Objective The aim of this research study was:

  1. To identify the risk factors for Post-Ictal Psychosis (PIP)

  2. To describe the phenomenology of PIP and how it compares with Schizophrenia.

Objective

Method The study design is a case control study comprising 22 subjects with a diagnosis of Epilepsy and PIP (cases) and 44 subjects with Epilepsy (controls). The setting of the project is a tertiary centre neurology outpatient clinic. Demographic and clinical characteristics including risk factors were reviewed retrospectively and compared across both the groups. Categorical data were analysed using Chi-Square analysis while quantitative data were analysed using Wilcoxon Signed Rank and Mann–Whitney U tests.

§ **INFORMATION SUPPLIED**
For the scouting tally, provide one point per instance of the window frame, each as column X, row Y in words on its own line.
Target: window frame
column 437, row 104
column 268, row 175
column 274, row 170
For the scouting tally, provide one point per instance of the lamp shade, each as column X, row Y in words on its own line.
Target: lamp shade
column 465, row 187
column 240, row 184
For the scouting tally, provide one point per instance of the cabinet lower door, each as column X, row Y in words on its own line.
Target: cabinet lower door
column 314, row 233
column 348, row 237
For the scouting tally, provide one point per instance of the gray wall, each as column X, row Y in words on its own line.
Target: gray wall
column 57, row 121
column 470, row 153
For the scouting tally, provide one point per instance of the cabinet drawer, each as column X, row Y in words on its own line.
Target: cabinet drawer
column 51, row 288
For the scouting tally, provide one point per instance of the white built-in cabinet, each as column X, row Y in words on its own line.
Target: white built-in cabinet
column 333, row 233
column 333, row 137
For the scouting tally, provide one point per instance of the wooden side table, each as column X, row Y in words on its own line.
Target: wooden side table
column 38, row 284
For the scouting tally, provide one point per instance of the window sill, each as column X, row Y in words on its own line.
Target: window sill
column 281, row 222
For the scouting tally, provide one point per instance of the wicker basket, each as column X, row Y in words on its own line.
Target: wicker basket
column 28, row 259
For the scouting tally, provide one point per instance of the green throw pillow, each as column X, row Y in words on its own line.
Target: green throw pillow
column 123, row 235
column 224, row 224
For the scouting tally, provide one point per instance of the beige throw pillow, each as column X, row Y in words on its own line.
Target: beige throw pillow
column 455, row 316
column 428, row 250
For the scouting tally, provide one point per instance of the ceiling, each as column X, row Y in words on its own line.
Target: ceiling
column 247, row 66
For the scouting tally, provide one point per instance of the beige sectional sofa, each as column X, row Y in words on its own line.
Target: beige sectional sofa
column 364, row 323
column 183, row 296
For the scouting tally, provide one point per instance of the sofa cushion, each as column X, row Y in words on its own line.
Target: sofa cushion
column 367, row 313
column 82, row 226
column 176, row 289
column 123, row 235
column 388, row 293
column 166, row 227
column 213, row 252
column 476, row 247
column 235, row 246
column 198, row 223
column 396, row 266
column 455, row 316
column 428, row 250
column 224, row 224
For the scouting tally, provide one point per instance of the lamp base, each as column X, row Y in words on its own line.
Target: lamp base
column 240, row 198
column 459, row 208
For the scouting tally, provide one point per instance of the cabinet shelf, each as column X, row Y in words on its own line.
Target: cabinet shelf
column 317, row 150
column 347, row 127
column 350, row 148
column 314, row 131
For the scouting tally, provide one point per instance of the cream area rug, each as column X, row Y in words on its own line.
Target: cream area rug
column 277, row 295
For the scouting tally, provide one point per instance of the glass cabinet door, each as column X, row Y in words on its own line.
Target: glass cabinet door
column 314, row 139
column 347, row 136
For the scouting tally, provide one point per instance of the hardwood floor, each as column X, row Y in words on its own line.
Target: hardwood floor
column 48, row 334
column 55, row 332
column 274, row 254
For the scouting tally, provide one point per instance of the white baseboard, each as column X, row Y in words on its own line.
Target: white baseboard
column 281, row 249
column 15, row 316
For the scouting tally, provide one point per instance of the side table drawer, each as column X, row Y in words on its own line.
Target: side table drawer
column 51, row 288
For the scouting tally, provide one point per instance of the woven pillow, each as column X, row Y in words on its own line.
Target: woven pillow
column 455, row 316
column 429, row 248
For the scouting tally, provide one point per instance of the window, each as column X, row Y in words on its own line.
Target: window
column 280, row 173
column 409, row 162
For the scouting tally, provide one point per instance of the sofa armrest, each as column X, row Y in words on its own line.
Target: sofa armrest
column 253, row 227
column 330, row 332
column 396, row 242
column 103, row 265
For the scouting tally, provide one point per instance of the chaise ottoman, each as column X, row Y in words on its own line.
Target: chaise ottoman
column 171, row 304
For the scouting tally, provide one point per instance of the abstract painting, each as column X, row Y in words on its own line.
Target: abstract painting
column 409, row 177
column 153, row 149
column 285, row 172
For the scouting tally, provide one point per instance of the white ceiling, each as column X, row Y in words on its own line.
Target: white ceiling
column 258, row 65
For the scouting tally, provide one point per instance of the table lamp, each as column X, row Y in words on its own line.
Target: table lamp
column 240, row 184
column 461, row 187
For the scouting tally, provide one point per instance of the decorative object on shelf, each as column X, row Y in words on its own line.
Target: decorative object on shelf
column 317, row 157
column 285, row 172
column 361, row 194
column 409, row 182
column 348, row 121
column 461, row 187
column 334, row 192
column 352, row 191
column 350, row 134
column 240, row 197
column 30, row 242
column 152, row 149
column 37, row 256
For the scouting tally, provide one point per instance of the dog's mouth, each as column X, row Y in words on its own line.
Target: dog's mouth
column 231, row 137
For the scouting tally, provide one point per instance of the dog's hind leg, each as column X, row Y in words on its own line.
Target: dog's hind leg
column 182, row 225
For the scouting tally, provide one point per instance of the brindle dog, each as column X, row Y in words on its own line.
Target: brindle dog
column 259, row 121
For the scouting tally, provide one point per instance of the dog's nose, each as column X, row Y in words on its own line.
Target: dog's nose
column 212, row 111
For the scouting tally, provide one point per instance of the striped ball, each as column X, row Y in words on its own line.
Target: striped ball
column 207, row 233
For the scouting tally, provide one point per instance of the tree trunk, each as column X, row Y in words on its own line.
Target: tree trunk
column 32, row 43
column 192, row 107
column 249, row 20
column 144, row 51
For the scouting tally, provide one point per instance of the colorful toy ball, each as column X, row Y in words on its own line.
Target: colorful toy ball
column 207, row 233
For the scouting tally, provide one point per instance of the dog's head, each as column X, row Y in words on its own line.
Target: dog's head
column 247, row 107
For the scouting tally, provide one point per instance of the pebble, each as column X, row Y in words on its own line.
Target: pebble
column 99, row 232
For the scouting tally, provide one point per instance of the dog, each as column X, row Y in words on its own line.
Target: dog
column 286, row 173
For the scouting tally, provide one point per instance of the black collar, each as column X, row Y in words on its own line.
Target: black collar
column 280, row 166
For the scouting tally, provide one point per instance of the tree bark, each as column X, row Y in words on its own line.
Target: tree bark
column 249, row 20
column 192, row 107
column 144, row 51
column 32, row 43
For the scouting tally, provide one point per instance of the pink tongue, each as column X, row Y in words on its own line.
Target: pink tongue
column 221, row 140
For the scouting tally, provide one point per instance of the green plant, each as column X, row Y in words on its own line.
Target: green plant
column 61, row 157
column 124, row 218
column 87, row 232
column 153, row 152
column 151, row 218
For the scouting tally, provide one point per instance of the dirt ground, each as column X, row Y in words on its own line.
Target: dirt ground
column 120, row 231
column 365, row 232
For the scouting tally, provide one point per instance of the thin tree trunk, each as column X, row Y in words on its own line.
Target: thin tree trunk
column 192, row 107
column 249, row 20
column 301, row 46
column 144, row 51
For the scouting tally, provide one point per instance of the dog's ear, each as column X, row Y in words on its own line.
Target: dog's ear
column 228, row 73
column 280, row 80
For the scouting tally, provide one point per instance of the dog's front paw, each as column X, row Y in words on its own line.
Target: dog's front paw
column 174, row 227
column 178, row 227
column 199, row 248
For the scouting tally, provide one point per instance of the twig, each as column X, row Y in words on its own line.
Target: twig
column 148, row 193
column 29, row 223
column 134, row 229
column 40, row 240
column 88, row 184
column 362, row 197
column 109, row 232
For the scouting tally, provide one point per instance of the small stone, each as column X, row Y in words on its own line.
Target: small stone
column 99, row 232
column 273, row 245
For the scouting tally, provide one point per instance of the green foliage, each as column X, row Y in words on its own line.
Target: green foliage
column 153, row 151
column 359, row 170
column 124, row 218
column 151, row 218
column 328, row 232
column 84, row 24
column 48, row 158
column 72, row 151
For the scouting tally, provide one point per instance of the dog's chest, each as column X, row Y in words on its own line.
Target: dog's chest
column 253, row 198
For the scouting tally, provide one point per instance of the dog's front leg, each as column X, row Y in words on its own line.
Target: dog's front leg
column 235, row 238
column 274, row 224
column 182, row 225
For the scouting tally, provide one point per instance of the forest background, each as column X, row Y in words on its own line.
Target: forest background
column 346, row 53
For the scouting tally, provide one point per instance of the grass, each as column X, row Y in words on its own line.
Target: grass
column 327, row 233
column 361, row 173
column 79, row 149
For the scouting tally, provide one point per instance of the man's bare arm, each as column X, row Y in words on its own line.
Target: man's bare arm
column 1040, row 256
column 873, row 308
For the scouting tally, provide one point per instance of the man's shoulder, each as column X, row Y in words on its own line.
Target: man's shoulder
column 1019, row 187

§ **TASKS TO COMPLETE**
(a) Return the passage of the post-ictal psychosis study text from "Method The study" up to and including "Mann–Whitney U tests.", copied word for word.
(b) Summarize the post-ictal psychosis study text in two sentences.
(c) In one or two sentences, explain what distinguishes the cases from the controls in the post-ictal psychosis study text.

§ **RESPONSES BY TASK**
(a)
Method The study design is a case control study comprising 22 subjects with a diagnosis of Epilepsy and PIP (cases) and 44 subjects with Epilepsy (controls). The setting of the project is a tertiary centre neurology outpatient clinic. Demographic and clinical characteristics including risk factors were reviewed retrospectively and compared across both the groups. Categorical data were analysed using Chi-Square analysis while quantitative data were analysed using Wilcoxon Signed Rank and Mann–Whitney U tests.

(b) The study aimed to identify risk factors for post-ictal psychosis (PIP) and to describe its phenomenology in comparison with schizophrenia. In a case control design at a tertiary centre neurology outpatient clinic, it retrospectively compared 22 subjects with epilepsy and PIP against 44 subjects with epilepsy, using Chi-Square, Wilcoxon Signed Rank and Mann–Whitney U tests.

(c) The 22 cases have a diagnosis of both epilepsy and PIP. The 44 controls are described only as subjects with epilepsy.